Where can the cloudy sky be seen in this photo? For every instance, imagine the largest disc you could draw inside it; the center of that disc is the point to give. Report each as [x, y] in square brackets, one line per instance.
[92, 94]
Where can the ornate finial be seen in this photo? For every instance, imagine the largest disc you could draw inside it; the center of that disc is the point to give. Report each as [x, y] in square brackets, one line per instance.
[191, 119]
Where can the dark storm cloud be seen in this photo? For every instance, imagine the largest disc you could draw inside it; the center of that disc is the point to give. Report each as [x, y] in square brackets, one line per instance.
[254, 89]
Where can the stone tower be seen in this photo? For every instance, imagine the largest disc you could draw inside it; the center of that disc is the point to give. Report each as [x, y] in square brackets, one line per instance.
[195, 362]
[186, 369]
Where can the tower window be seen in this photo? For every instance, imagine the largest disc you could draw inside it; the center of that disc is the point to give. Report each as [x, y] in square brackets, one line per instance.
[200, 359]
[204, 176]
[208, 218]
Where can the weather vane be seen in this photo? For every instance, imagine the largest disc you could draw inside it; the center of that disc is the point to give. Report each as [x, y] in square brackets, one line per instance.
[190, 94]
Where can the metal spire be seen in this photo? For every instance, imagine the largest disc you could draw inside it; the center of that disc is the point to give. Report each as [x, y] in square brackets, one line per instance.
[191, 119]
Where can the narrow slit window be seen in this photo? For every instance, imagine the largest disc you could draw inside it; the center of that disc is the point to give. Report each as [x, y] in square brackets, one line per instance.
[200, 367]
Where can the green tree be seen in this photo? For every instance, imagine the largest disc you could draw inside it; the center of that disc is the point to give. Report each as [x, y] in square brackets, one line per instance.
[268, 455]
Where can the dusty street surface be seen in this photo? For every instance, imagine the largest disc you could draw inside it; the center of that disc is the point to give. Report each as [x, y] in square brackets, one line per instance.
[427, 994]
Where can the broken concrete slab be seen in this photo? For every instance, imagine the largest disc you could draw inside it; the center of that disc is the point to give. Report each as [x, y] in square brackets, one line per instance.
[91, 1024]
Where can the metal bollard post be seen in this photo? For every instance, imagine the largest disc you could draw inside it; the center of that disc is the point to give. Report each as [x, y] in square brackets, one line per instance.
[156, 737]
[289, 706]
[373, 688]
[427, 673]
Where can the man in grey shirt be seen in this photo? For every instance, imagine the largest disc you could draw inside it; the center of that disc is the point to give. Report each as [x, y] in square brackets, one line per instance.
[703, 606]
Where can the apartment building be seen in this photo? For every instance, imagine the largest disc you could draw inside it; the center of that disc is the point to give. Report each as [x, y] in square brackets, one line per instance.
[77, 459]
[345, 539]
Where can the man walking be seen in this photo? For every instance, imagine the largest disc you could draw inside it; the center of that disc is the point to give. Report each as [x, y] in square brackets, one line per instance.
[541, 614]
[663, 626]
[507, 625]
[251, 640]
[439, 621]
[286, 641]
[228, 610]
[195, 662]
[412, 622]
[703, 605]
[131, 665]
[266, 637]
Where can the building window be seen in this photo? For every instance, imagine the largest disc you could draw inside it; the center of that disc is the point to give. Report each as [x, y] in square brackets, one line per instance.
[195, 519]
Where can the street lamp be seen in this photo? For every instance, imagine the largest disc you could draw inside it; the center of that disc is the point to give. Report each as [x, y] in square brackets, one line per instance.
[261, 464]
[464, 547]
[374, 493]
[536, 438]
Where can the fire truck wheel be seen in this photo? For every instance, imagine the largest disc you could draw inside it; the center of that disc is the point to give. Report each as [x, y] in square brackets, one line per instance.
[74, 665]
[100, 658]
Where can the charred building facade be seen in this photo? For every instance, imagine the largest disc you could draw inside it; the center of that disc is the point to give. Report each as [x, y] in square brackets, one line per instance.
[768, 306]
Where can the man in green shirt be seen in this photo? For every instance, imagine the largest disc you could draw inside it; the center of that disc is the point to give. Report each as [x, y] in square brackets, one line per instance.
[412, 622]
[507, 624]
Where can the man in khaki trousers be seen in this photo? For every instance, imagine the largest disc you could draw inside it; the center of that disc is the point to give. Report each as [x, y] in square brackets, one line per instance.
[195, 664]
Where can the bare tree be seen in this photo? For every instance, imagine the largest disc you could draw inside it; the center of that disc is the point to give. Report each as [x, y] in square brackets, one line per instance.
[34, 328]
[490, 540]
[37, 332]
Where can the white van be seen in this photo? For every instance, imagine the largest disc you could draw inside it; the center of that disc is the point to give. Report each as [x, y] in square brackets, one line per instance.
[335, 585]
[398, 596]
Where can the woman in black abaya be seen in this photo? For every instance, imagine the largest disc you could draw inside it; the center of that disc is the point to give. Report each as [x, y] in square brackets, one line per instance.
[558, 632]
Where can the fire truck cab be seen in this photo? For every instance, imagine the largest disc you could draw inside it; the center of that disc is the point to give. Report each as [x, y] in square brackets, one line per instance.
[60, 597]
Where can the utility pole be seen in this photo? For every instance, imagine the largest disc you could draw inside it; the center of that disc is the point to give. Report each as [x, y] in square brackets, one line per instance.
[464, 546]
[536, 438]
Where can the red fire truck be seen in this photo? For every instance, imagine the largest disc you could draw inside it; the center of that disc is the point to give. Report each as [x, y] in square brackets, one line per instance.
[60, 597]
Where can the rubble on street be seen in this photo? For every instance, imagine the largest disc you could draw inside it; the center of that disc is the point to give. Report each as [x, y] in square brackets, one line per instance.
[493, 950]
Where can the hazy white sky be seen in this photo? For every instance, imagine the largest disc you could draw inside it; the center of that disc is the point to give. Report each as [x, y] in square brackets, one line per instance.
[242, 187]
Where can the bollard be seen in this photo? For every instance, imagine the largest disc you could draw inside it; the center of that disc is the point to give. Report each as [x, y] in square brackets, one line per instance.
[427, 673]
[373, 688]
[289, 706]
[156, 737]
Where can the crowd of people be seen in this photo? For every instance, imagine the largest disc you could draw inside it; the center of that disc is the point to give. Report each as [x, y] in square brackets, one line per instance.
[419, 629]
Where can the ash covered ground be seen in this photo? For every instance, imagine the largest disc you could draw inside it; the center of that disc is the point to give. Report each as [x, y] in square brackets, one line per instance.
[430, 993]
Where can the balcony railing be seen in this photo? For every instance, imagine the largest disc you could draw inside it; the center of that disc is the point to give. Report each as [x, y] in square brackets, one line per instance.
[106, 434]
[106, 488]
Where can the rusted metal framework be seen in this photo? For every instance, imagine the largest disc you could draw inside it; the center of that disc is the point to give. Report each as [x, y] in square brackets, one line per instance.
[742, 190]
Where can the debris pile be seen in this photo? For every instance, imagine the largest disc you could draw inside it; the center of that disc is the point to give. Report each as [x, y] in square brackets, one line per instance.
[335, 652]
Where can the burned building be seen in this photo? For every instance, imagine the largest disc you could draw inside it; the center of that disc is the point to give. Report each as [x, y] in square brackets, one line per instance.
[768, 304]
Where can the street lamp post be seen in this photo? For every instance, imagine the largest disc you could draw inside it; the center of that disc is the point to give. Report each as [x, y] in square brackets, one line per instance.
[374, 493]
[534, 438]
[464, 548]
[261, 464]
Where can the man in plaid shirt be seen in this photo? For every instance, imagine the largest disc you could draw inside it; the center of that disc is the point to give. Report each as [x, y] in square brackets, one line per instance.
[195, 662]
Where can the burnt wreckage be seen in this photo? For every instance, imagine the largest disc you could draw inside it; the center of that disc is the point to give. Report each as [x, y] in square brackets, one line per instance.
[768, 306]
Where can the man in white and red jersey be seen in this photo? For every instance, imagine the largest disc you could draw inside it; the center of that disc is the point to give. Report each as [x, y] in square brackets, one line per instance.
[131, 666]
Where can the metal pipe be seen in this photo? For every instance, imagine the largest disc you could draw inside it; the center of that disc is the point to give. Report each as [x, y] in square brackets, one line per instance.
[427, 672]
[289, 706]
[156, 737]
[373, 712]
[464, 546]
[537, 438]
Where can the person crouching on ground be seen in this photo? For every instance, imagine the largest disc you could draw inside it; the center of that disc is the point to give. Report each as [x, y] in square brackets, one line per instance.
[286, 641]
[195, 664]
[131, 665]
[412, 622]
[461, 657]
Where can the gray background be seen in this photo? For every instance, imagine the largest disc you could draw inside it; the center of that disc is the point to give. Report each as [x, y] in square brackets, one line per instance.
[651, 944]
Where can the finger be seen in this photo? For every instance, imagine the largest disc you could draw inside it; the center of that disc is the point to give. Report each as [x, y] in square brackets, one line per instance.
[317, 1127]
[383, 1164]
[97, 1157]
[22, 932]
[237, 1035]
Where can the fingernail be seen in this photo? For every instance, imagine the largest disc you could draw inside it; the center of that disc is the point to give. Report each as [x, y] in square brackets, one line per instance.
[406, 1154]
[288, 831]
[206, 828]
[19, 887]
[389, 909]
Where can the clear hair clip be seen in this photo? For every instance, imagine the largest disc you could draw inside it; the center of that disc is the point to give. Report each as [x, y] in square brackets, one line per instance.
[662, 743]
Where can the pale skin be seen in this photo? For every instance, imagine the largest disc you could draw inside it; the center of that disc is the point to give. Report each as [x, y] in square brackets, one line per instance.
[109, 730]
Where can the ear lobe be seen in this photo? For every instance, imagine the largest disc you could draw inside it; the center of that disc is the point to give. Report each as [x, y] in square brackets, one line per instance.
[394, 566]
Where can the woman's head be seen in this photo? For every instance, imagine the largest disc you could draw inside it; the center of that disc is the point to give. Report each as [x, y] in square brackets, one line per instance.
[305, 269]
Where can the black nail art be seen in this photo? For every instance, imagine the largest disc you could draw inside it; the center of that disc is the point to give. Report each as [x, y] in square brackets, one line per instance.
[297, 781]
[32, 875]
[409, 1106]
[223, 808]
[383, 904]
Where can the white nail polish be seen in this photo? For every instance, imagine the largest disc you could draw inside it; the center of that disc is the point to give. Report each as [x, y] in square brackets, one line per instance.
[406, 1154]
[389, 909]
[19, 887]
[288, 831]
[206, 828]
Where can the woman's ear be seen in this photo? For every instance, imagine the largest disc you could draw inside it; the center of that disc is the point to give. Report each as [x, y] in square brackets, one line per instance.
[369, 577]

* _Work to complete_:
Quote the lines of the listing above that run from the line with "Where can the white nail" through its last line, both included, and nothing else.

* _Complete answer_:
Where can the white nail polish be seen in this photo? For every instance, imagine the largest disc you could draw inside it; the center of that disc is the point to give. Report each as [x, y] in square brackets, one line per instance.
[406, 1154]
[389, 909]
[19, 887]
[288, 831]
[206, 828]
Where can the woman's ear be seen in this photo? For every instance, imagine the largest disc you could draw inside it; the center of that disc is the point to give. Report each as [x, y] in square brackets, one line per instance.
[369, 577]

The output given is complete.